Aim of the task: Transcription should be exact. Include all entries.

Records contained in a dataset:
———
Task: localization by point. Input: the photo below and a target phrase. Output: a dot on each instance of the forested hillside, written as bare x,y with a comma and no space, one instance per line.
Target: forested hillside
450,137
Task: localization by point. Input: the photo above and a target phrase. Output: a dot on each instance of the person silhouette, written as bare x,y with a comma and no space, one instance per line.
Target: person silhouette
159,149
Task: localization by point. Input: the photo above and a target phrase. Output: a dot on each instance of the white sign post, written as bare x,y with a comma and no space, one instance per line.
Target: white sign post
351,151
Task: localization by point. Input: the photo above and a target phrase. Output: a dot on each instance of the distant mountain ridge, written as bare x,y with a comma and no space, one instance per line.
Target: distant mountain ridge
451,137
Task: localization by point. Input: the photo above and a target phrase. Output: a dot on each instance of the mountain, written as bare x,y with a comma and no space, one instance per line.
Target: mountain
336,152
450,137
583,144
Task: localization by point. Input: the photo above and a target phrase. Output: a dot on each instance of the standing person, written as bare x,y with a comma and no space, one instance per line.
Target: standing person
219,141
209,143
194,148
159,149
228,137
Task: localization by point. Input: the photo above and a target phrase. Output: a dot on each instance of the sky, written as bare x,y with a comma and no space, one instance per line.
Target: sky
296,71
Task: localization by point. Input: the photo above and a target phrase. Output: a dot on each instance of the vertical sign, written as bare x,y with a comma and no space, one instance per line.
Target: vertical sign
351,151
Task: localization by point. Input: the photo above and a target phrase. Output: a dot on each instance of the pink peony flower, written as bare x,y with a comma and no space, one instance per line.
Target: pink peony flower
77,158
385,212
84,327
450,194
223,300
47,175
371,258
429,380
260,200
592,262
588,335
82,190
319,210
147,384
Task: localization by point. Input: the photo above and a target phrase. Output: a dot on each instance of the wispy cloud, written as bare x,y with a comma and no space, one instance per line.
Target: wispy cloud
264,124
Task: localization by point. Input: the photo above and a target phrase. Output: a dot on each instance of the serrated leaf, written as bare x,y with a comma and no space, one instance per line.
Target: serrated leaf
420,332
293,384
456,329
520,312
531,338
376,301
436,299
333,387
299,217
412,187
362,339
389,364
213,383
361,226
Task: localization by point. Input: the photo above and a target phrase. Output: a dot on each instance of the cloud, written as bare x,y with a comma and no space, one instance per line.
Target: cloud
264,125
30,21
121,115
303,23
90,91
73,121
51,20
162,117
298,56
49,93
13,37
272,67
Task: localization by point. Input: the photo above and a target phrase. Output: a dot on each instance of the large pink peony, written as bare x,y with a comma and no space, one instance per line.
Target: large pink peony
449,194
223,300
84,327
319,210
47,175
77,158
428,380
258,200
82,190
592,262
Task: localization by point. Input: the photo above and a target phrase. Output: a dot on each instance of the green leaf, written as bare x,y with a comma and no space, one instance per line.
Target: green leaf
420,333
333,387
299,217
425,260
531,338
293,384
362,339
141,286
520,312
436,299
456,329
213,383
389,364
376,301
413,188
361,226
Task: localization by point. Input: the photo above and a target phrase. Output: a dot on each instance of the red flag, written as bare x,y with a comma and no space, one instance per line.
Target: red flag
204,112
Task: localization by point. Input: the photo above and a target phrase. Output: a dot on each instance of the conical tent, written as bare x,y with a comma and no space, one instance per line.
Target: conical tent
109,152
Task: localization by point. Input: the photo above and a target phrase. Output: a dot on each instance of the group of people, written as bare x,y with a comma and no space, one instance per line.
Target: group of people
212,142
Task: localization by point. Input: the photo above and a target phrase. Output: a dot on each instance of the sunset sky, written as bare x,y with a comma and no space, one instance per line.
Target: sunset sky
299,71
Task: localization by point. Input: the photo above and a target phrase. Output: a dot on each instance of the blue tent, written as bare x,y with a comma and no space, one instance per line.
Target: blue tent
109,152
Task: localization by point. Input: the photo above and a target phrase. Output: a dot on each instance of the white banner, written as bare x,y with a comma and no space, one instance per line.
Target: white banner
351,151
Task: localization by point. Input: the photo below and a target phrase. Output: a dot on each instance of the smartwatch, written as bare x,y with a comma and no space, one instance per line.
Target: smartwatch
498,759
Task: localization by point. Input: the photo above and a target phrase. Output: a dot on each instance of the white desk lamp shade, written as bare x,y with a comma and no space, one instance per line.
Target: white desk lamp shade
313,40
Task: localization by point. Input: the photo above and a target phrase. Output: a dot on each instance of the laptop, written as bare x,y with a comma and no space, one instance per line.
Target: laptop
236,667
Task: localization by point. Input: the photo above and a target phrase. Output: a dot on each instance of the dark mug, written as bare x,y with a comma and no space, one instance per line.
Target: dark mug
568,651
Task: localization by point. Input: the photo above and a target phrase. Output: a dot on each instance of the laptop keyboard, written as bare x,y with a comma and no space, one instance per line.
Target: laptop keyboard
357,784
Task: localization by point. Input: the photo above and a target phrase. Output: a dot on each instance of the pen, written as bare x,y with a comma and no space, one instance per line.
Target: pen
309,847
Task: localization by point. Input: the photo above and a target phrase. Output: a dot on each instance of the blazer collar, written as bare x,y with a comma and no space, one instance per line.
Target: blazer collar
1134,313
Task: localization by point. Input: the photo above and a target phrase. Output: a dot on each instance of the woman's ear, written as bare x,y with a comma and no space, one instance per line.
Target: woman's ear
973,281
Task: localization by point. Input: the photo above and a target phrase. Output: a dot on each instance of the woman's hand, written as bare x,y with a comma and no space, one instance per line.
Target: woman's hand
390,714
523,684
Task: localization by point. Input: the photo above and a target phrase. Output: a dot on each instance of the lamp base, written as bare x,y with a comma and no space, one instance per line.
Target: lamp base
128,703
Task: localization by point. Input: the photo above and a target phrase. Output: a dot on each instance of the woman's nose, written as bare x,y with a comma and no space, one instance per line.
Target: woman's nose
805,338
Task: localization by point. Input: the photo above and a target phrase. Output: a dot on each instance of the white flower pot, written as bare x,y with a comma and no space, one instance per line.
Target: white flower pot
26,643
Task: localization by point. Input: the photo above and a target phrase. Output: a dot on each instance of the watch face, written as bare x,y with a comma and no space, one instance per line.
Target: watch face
———
The answer:
Task: localization by point. Input: the photo below and a target phrase. Output: a dot on each instance of the forested hillside, written as bare x,y with a comma and no space, one instance per line.
Target: forested hillside
450,137
Task: localization by point. Input: the photo above and a target phrase. Output: a dot on each instance of the person silhouette, written as bare x,y with a comma and no space, one instance per line.
Target: person silhouette
159,149
Task: localization by point. Input: the photo above and a target phrase. Output: a dot on each instance of the white sign post, written as bare x,y with a comma and no space, one instance per line.
Target: white sign post
351,151
Task: localization by point. Input: the photo above and a target phrase. Output: a dot on each instance of the distant mountain ridge, written as bare x,y with a comma and no space, one instance per line.
Target: distant mountain ridge
451,137
Task: localization by point. Input: the photo above and a target phrase. Output: a dot on each instance of the mountain, written as bare x,y with a comma and no space, one instance per line.
Target: mountain
336,152
450,137
583,144
Task: localization by point. Input: the photo above and a target phrase. Output: a dot on each instance of the standing person, written as bare x,y with a comma and no space, one instance per line.
Target: standing person
219,141
209,143
194,148
159,149
228,137
Task: localization by point. Input: the photo above and a target phrase. Output: a dot on each instance of the sky, written as bare x,y with a comma and no space, one instance per line.
Target: sky
296,71
Task: localization by point. Input: the photo above and a target phrase. Output: a dot on each instance of the vertical sign, written as bare x,y with a comma and no space, one instance per line.
Target: vertical sign
351,151
Task: localization by point. Input: the photo above and a target phrase. Output: a dot on each instance of the pink peony flower, written as bare x,y with a comma and no space, one instance per line.
Target: pink peony flower
77,158
385,212
84,327
450,194
223,300
47,175
371,258
429,380
260,200
592,262
588,335
82,190
319,210
147,384
Task: localization by point. Input: the photo above and a target phrase. Output: a dot on each instance of the wispy cloud, written as bare x,y with a comma and no space, one instance per line.
Target: wispy cloud
264,124
Task: localization by point. Input: the photo above and a target phrase. Output: a dot on each instance of the serrated leaf, written as bare x,y with a comma and no space, one instance per line.
Target: serrated leaf
420,332
293,384
456,329
520,312
531,338
376,301
436,299
333,387
299,217
412,187
362,339
389,364
213,383
361,226
Task: localization by point. Input: the photo above and a target phrase. Output: a dot on each instance of the cloud, written as bare x,y with a comma and no space, one instance per line.
Target: cloud
264,125
30,21
121,115
303,23
90,91
73,121
51,20
162,117
298,56
49,93
13,37
272,67
Task: localization by point. Input: the photo above and a target phrase. Output: a dot on each instance of the large pink peony, written as bare x,y with a comma and no space, one instance per line.
Target: large pink peony
449,194
223,300
84,327
319,210
47,175
77,158
428,380
258,200
82,190
592,262
Task: localization by point. Input: the photo above and a target phrase. Output: a dot on each instance of the green leaf, written as bare x,y with a comma and no space, one instance per line.
Target: green leaf
420,333
333,387
299,217
425,260
531,338
293,384
362,339
141,286
520,312
436,299
456,329
213,383
389,364
376,301
413,188
361,226
Task: localization by point. Input: the photo above and a target phrase. Output: a dot on each instance of the red flag, written as bare x,y with a comma and no space, one instance per line.
Target: red flag
204,112
Task: localization by point. Input: the photo above and a target phrase. Output: a dot on each instance of the conical tent, written as bare x,y with a comma and no space, one instance per line.
Target: conical tent
109,152
Task: localization by point. Input: the photo above and a target phrase. Output: a dot on each instance of the group of people, written as bare x,y with a comma and no space, one instance per line.
Target: group of people
212,142
Task: localization by point. Input: the photo above and a target phrase. Output: a dot on each instance of the sunset sky, written as bare x,y with a comma and no space, one instance per line.
Target: sunset sky
299,71
Task: localization by point. Input: the photo above and a target phrase. Output: a dot on each instance of the blue tent, written as bare x,y with a comma and no space, one instance per line.
Target: blue tent
109,152
Task: localization by point. Input: the photo above and a target phrase. Output: a dot on each instance of the white banner, written as bare x,y with a comma and no space, one instance per line.
Target: white banner
351,151
Task: localization by point. Input: the photo below and a target phrase. Output: a dot on each instance of the smartwatch, written as bare x,y with a comma and no space, one instance per line.
Target: smartwatch
498,759
Task: localization by point. Input: the photo above and a target phrase. Output: a dot on each instance of the white desk lamp shade, written as bare x,y with a comma and no space, one instance per line.
Target: white desk lamp shade
313,40
Task: localization by point. Input: the photo above and a target phrase. Output: a dot on each instance of the laptop, written as bare x,y with a comma and no space, one instance per line.
Target: laptop
236,667
Task: localization by point. Input: the photo above and a target phrase. Output: a dot on each instance of the dark mug, written as bare x,y with a comma and no space, one instance per line.
Target: dark mug
568,651
Task: localization by point. Input: the photo above and a target phrase. Output: a dot on each instance of the laptop keyboard, written as bare x,y with a comma and no space, one instance per line.
Target: laptop keyboard
357,784
Task: localization by point. Input: the photo above and a target phrase. Output: a dot on each instance of the pen, written as bare x,y with a comma and no space, one instance per line.
Target: pen
309,847
Task: localization by point. Input: the photo above and a target phrase. Output: a dot on each instance of the blazer collar, written as bare x,y with a comma and no space, one instance per line.
Target: blazer collar
1134,313
Task: localization by point. Input: the photo above and a target phrase. Output: a dot on each instance of the woman's ear, written as bare x,y with a comma and no space, one instance per line.
Target: woman's ear
973,281
Task: localization by point. Input: the photo above and a target phrase. Output: a dot on each instance of the woman's hand, written as bare x,y with a comma and no space, one instance per line.
Target: woman's hand
390,714
523,684
Task: localization by point. Input: the photo above and a target phrase. Output: a dot on each instance of the lamp base, written as bare x,y with a comma and no space, one instance per line.
Target: lamp base
128,703
Task: localization by point. Input: the photo above and a target phrase. Output: a dot on each instance of the woman's nose, written as bare x,y with a comma and no space, one instance per line.
Target: woman's nose
805,338
Task: localization by point. Input: the photo above and a target phrase. Output: a dot on each instance of the white flower pot, written as bare x,y with a comma and no space, one instance per line.
Target: white flower pot
26,643
Task: localization by point. Input: the photo above and a target phrase. Output: a dot on each instance of the watch face, written as bare x,y with a comma and no space, one instance per line.
Target: watch face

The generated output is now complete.